● **EXERCISE**: Count the lines below that contain the word "each" and give only the number.

Segment Start: AVAILABLE RECORDS

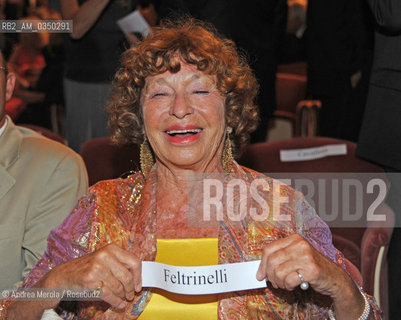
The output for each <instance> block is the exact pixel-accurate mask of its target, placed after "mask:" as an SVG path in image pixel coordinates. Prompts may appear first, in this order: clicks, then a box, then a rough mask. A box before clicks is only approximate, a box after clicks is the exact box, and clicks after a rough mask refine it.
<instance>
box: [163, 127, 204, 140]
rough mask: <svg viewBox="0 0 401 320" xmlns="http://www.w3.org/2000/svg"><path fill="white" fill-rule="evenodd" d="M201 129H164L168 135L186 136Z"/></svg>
mask: <svg viewBox="0 0 401 320" xmlns="http://www.w3.org/2000/svg"><path fill="white" fill-rule="evenodd" d="M202 130H203V129H200V128H199V129H183V130H167V131H165V132H166V133H167V134H168V135H169V136H170V137H177V138H186V137H190V136H193V135H195V134H198V133H200V132H201V131H202Z"/></svg>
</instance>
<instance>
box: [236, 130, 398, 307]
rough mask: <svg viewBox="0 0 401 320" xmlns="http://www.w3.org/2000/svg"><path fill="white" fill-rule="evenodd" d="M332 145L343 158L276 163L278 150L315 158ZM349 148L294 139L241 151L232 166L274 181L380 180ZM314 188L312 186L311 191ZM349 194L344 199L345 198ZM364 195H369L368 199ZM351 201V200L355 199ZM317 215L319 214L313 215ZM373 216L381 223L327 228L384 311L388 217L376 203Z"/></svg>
mask: <svg viewBox="0 0 401 320" xmlns="http://www.w3.org/2000/svg"><path fill="white" fill-rule="evenodd" d="M333 145H340V146H341V147H344V148H345V150H346V153H345V154H344V153H341V152H339V154H336V155H329V156H326V157H321V158H319V157H318V156H315V157H314V159H308V160H306V159H305V160H302V159H296V160H297V161H282V155H283V154H282V152H283V151H288V150H297V154H298V153H299V154H301V155H304V154H308V152H310V150H311V149H309V150H308V149H307V148H317V149H312V150H313V151H312V152H310V154H313V153H315V154H319V152H321V151H322V150H323V151H324V150H326V149H327V150H331V149H330V148H332V147H333ZM326 146H330V147H329V148H327V147H326ZM319 148H320V149H319ZM340 149H341V148H340ZM355 149H356V145H355V143H353V142H349V141H344V140H338V139H333V138H325V137H297V138H292V139H287V140H281V141H274V142H266V143H258V144H254V145H250V146H247V147H246V148H245V150H244V152H243V154H242V156H241V158H240V159H239V160H238V162H239V163H240V164H242V165H244V166H246V167H249V168H251V169H254V170H256V171H259V172H263V173H265V174H266V175H268V176H271V177H275V176H276V174H278V173H280V175H279V176H280V177H283V176H285V175H287V176H288V177H289V178H290V177H293V175H292V174H291V173H309V175H310V176H318V177H319V175H322V176H324V174H326V173H329V176H331V177H333V178H341V175H340V174H339V173H344V175H346V173H348V174H350V175H353V174H355V177H356V179H361V181H362V183H365V181H364V179H365V178H363V177H366V179H370V178H371V177H378V178H379V179H383V180H384V181H386V176H385V173H384V170H383V169H382V168H380V167H379V166H377V165H375V164H372V163H370V162H367V161H365V160H362V159H360V158H357V157H356V156H355ZM305 150H308V151H307V152H306V151H305ZM280 155H281V156H280ZM323 173H324V174H323ZM362 173H363V174H364V175H362ZM304 176H305V175H304ZM306 176H307V175H306ZM361 177H362V178H361ZM311 179H312V178H311ZM358 181H359V180H358ZM317 188H318V187H315V190H317ZM350 190H351V189H350ZM364 190H365V189H364ZM351 191H352V190H351ZM351 191H350V192H349V194H348V193H347V194H346V195H345V196H347V195H349V196H350V198H351V197H352V193H351ZM343 192H344V191H343ZM369 196H373V194H372V195H369ZM343 197H344V196H343ZM355 198H357V197H356V196H355ZM364 198H365V195H364ZM343 199H344V198H343ZM370 199H371V198H369V201H370ZM356 200H358V199H356ZM332 201H334V200H332ZM365 209H366V207H365V206H363V214H364V216H363V218H366V214H367V213H366V210H365ZM317 212H318V214H319V210H317ZM373 214H374V215H383V216H384V217H385V221H384V222H372V223H370V222H368V224H367V225H366V224H365V225H364V226H362V225H360V224H358V226H353V225H352V223H351V224H350V225H348V226H347V227H345V226H344V227H340V226H339V225H336V227H330V228H331V231H332V233H333V243H334V245H335V246H336V247H337V248H338V249H340V250H341V251H342V252H343V253H344V255H345V257H346V258H347V259H349V260H350V261H351V262H352V263H353V264H354V265H355V266H356V267H357V268H358V269H359V270H361V274H362V277H363V279H364V289H365V291H366V292H368V293H369V294H371V295H375V297H376V299H377V300H378V301H381V307H382V308H383V309H384V310H386V308H387V307H386V303H387V295H388V293H387V284H386V282H385V279H387V269H386V258H385V257H386V253H387V249H388V245H389V241H390V239H391V234H392V230H393V227H394V213H393V211H392V210H391V209H390V208H389V207H388V206H387V205H386V204H385V203H381V204H380V205H379V206H377V207H376V208H375V210H374V212H373ZM340 218H341V217H340Z"/></svg>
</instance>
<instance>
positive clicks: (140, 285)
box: [112, 247, 142, 300]
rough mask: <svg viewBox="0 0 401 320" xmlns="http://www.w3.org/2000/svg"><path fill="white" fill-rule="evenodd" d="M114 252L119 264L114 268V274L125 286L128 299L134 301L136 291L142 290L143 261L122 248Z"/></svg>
mask: <svg viewBox="0 0 401 320" xmlns="http://www.w3.org/2000/svg"><path fill="white" fill-rule="evenodd" d="M117 248H118V247H117ZM113 252H114V254H115V257H116V260H117V261H118V263H116V264H115V265H113V266H112V268H113V269H112V272H113V274H114V275H115V276H116V277H117V278H118V279H119V280H120V282H121V283H122V285H123V286H124V290H125V293H126V298H127V299H128V300H132V299H133V298H134V295H135V291H136V292H140V291H141V290H142V261H140V260H139V259H138V258H137V257H135V256H134V255H133V254H132V253H130V252H128V251H126V250H123V249H121V248H118V249H116V250H113Z"/></svg>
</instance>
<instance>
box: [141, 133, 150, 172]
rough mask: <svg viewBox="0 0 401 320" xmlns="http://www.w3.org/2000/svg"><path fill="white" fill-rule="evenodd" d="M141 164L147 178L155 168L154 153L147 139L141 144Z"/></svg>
mask: <svg viewBox="0 0 401 320" xmlns="http://www.w3.org/2000/svg"><path fill="white" fill-rule="evenodd" d="M140 164H141V171H142V174H143V176H144V177H145V178H147V177H148V174H149V172H150V170H152V167H153V156H152V152H151V151H150V148H149V143H148V140H147V139H146V137H145V140H143V142H142V144H141V150H140Z"/></svg>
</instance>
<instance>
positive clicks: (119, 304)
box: [117, 301, 127, 309]
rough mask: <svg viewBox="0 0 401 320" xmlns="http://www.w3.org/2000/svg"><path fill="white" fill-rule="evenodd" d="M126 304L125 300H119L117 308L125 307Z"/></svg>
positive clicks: (123, 308)
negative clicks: (123, 300) (119, 302)
mask: <svg viewBox="0 0 401 320" xmlns="http://www.w3.org/2000/svg"><path fill="white" fill-rule="evenodd" d="M126 306H127V302H125V301H124V302H121V303H120V304H119V305H118V307H117V308H118V309H125V307H126Z"/></svg>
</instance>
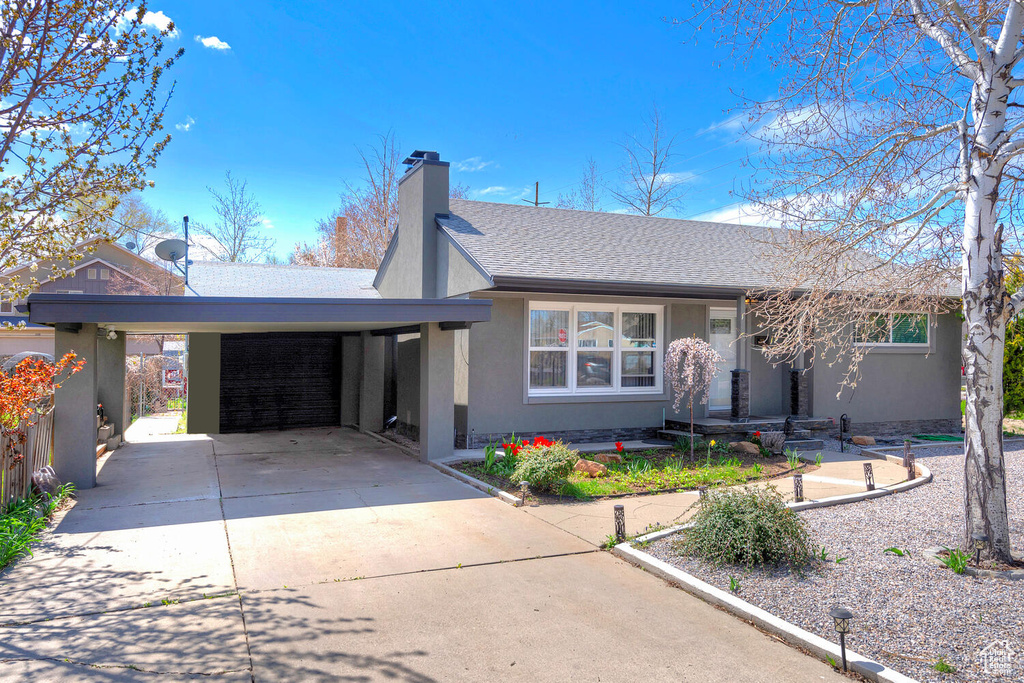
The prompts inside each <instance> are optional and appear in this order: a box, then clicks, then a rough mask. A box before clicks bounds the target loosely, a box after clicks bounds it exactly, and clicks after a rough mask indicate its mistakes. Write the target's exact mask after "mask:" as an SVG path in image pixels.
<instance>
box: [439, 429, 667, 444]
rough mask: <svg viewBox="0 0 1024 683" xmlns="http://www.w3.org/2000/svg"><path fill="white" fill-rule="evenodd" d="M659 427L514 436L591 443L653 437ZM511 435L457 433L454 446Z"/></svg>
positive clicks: (489, 440)
mask: <svg viewBox="0 0 1024 683" xmlns="http://www.w3.org/2000/svg"><path fill="white" fill-rule="evenodd" d="M658 429H659V427H630V428H626V429H568V430H563V431H538V432H519V431H517V432H516V433H515V435H516V436H518V437H520V438H524V439H532V438H534V437H535V436H546V437H548V438H550V439H554V440H556V441H557V440H561V441H565V442H566V443H569V442H573V443H593V442H596V441H632V440H639V439H645V438H654V437H655V436H656V435H657V431H658ZM510 436H511V434H510V433H493V434H477V433H473V434H470V435H469V437H468V438H467V436H466V435H465V434H459V435H458V436H457V437H456V447H460V449H482V447H484V446H485V445H487V444H488V443H497V444H499V445H501V444H502V443H503V442H504V441H506V440H507V439H508V438H509V437H510Z"/></svg>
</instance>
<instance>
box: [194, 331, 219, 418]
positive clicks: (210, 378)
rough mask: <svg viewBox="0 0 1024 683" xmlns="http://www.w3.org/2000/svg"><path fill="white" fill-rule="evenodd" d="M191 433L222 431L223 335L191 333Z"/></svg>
mask: <svg viewBox="0 0 1024 683" xmlns="http://www.w3.org/2000/svg"><path fill="white" fill-rule="evenodd" d="M185 429H186V431H187V432H188V433H189V434H218V433H220V335H219V334H217V333H210V332H204V333H193V334H189V335H188V416H187V420H186V422H185Z"/></svg>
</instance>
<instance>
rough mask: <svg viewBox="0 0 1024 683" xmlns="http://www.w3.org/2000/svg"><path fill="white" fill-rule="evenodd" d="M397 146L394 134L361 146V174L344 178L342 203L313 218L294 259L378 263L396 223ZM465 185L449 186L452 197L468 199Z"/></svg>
mask: <svg viewBox="0 0 1024 683" xmlns="http://www.w3.org/2000/svg"><path fill="white" fill-rule="evenodd" d="M399 147H400V145H399V144H398V143H397V142H396V141H395V137H394V133H391V132H388V133H386V134H384V135H379V136H378V138H377V144H375V145H374V146H372V147H371V148H370V150H369V151H367V150H359V151H358V154H359V159H360V160H361V162H362V168H364V171H365V175H364V177H362V178H361V180H360V182H358V183H346V184H345V191H344V193H343V194H342V196H341V199H342V206H341V207H340V208H339V209H336V210H335V211H334V212H333V213H332V214H331V215H330V216H328V217H327V218H323V219H321V220H319V221H317V223H316V236H317V237H316V240H315V241H314V242H313V243H312V244H306V243H298V244H296V245H295V249H294V251H293V252H292V254H291V256H290V260H291V262H292V263H296V264H299V265H319V266H330V267H349V268H376V267H377V266H378V265H380V262H381V259H382V258H384V252H385V251H386V250H387V245H388V243H389V242H390V241H391V236H392V234H393V233H394V228H395V227H397V225H398V181H399V180H400V179H401V172H400V171H399V166H400V165H401V159H402V157H401V155H400V154H399V153H398V150H399ZM468 196H469V187H467V186H466V185H463V184H462V183H457V184H453V185H451V187H450V189H449V198H450V199H466V198H467V197H468Z"/></svg>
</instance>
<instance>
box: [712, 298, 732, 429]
mask: <svg viewBox="0 0 1024 683" xmlns="http://www.w3.org/2000/svg"><path fill="white" fill-rule="evenodd" d="M709 314H710V317H711V321H710V328H709V333H710V336H709V340H710V343H711V347H712V348H713V349H715V350H716V351H718V354H719V355H720V356H722V358H723V360H722V361H721V362H719V364H718V374H717V375H715V379H714V380H713V381H712V384H711V396H710V398H709V405H710V410H712V411H723V410H724V411H727V410H729V409H731V408H732V370H733V369H734V368H735V367H736V346H737V344H736V343H735V341H736V309H735V308H734V307H733V308H710V309H709Z"/></svg>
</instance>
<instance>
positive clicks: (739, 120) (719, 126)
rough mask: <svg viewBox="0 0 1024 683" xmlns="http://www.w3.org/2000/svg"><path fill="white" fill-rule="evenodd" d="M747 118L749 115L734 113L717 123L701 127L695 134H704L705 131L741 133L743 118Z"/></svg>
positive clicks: (729, 132)
mask: <svg viewBox="0 0 1024 683" xmlns="http://www.w3.org/2000/svg"><path fill="white" fill-rule="evenodd" d="M748 118H749V117H748V115H745V114H735V115H733V116H731V117H729V118H728V119H724V120H722V121H719V122H717V123H713V124H712V125H710V126H708V127H707V128H701V129H700V130H698V131H697V135H705V134H706V133H711V132H721V133H730V134H733V135H735V134H737V133H742V132H743V123H744V120H745V119H748Z"/></svg>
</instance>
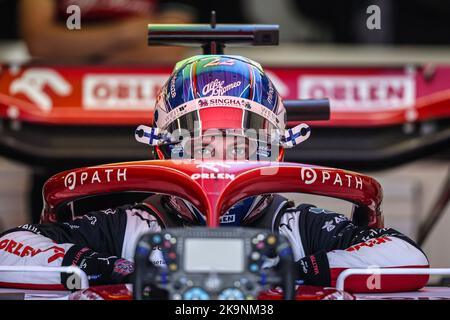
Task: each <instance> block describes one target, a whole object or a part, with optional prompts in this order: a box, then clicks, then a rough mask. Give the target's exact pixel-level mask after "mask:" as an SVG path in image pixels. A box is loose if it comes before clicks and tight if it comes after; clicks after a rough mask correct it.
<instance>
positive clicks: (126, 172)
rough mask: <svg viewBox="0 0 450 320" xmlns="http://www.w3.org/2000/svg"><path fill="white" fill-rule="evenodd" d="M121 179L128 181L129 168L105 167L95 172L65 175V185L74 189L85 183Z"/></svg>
mask: <svg viewBox="0 0 450 320" xmlns="http://www.w3.org/2000/svg"><path fill="white" fill-rule="evenodd" d="M121 181H127V169H123V170H121V169H103V170H96V171H94V172H86V171H84V172H79V173H77V172H71V173H69V174H67V175H66V176H65V177H64V186H65V187H66V188H68V189H69V190H74V189H75V188H76V187H78V186H82V185H85V184H94V183H110V182H121Z"/></svg>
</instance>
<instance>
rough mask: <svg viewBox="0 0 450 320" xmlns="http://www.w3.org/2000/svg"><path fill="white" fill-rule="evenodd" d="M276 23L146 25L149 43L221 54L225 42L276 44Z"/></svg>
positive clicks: (269, 44)
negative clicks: (183, 47) (197, 47)
mask: <svg viewBox="0 0 450 320" xmlns="http://www.w3.org/2000/svg"><path fill="white" fill-rule="evenodd" d="M278 43H279V26H278V25H271V24H254V25H244V24H216V25H212V24H149V25H148V45H149V46H153V45H174V46H193V47H198V46H201V47H202V48H203V51H204V54H223V53H224V52H223V51H224V48H225V45H239V46H246V45H250V46H276V45H278Z"/></svg>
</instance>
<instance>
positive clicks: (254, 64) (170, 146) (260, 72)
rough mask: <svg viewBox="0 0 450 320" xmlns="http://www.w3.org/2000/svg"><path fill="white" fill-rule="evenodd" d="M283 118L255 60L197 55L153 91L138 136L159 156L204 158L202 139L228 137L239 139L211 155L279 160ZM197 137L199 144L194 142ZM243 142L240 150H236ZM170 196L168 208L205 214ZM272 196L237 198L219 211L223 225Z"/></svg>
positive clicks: (272, 87)
mask: <svg viewBox="0 0 450 320" xmlns="http://www.w3.org/2000/svg"><path fill="white" fill-rule="evenodd" d="M286 119H287V116H286V109H285V107H284V105H283V102H282V99H281V97H280V95H279V93H278V92H277V90H276V88H275V86H274V84H273V83H272V81H271V80H270V79H269V77H268V76H267V74H266V73H265V72H264V70H263V69H262V67H261V65H259V64H258V63H257V62H255V61H252V60H250V59H247V58H244V57H241V56H231V55H198V56H194V57H191V58H188V59H186V60H183V61H181V62H179V63H178V64H177V65H176V66H175V68H174V71H173V73H172V74H171V76H170V77H169V79H168V81H167V82H166V83H165V85H164V86H163V87H162V89H161V91H160V94H159V96H158V97H157V101H156V107H155V111H154V117H153V121H154V123H153V127H152V128H148V129H149V130H151V132H147V134H146V137H144V138H145V139H146V140H145V141H141V142H144V143H149V144H152V145H154V146H155V149H156V152H157V155H158V157H159V158H160V159H179V158H183V159H186V158H188V159H189V158H191V159H201V160H205V157H208V156H211V155H212V152H211V151H209V152H205V151H207V149H208V148H207V147H206V148H205V147H204V142H205V140H207V141H208V142H209V141H211V140H214V139H217V138H222V139H230V137H231V140H233V139H237V140H239V141H240V142H242V141H243V143H236V141H234V142H233V143H231V146H232V148H231V152H228V150H225V151H224V152H222V153H221V155H220V156H219V158H217V157H215V158H214V159H215V160H259V161H282V160H283V155H284V149H283V146H286V143H288V142H287V141H285V136H284V134H285V129H286V128H285V127H286ZM144 131H145V130H144ZM141 136H142V135H141ZM142 137H143V136H142ZM137 139H138V140H139V138H137ZM196 141H198V142H199V144H198V145H197V144H196V143H192V142H196ZM222 145H226V144H225V143H222ZM242 145H243V146H244V147H245V148H244V150H242V148H241V149H239V150H238V146H242ZM197 146H199V149H200V153H197ZM215 155H217V153H216V154H215ZM206 159H208V158H206ZM169 198H170V199H169V203H170V204H171V207H172V208H176V209H177V210H178V211H180V210H182V211H184V212H186V210H187V211H189V212H190V213H191V214H192V215H194V216H196V217H197V220H199V221H200V222H201V220H203V218H204V217H203V215H202V214H201V213H200V212H198V210H197V209H196V208H195V207H193V206H192V205H190V204H189V203H188V202H186V201H184V200H182V199H178V198H175V197H169ZM272 198H273V195H261V196H256V197H250V198H247V199H245V200H243V201H241V202H240V203H238V204H236V205H235V206H233V207H232V208H231V209H230V210H229V211H228V212H227V213H226V214H225V215H224V216H223V217H222V219H221V225H224V224H227V225H241V222H242V221H243V220H245V221H249V220H254V219H256V218H257V217H258V216H260V215H261V214H262V213H263V211H264V209H265V208H266V207H267V206H269V205H270V203H271V202H272Z"/></svg>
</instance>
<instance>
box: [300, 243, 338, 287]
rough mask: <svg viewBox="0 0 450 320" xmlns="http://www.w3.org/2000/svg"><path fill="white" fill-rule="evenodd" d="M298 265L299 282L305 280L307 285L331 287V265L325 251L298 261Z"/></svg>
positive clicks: (317, 253)
mask: <svg viewBox="0 0 450 320" xmlns="http://www.w3.org/2000/svg"><path fill="white" fill-rule="evenodd" d="M296 265H297V271H298V273H297V280H303V281H304V282H305V284H307V285H315V286H323V287H328V286H330V285H331V275H330V265H329V263H328V257H327V254H326V252H325V251H322V252H318V253H316V254H314V255H311V256H307V257H304V258H302V259H300V260H299V261H297V262H296Z"/></svg>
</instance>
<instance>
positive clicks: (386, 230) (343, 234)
mask: <svg viewBox="0 0 450 320" xmlns="http://www.w3.org/2000/svg"><path fill="white" fill-rule="evenodd" d="M278 226H279V230H280V233H282V234H283V235H285V236H286V237H288V239H289V240H290V242H291V244H292V245H293V249H294V258H295V260H296V262H297V266H298V271H299V278H300V279H301V280H304V281H305V283H306V284H312V285H320V286H334V285H335V284H336V280H337V277H338V276H339V274H340V273H341V272H342V271H344V270H345V269H348V268H408V267H415V268H417V267H418V268H428V267H429V262H428V260H427V258H426V256H425V254H424V253H423V252H422V251H421V250H420V248H419V247H418V246H417V245H416V244H415V243H414V242H413V241H412V240H411V239H409V238H408V237H406V236H405V235H403V234H401V233H400V232H398V231H396V230H394V229H389V228H386V229H375V228H369V227H359V226H356V225H354V224H353V223H352V222H351V221H350V220H349V219H348V218H346V217H345V216H344V215H340V214H337V213H334V212H330V211H327V210H324V209H320V208H316V207H314V206H310V205H301V206H299V207H297V208H291V209H288V210H287V211H286V212H285V213H284V215H282V216H281V217H280V219H279V222H278ZM427 281H428V276H419V275H398V276H393V275H391V276H378V277H377V276H372V277H371V276H370V275H368V276H365V275H363V276H351V277H349V278H348V279H347V282H346V286H345V289H346V290H348V291H351V292H392V291H414V290H418V289H420V288H422V287H423V286H424V285H425V284H426V283H427Z"/></svg>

Segment End: AVAILABLE RECORDS

● **EXERCISE SOLUTION**: 3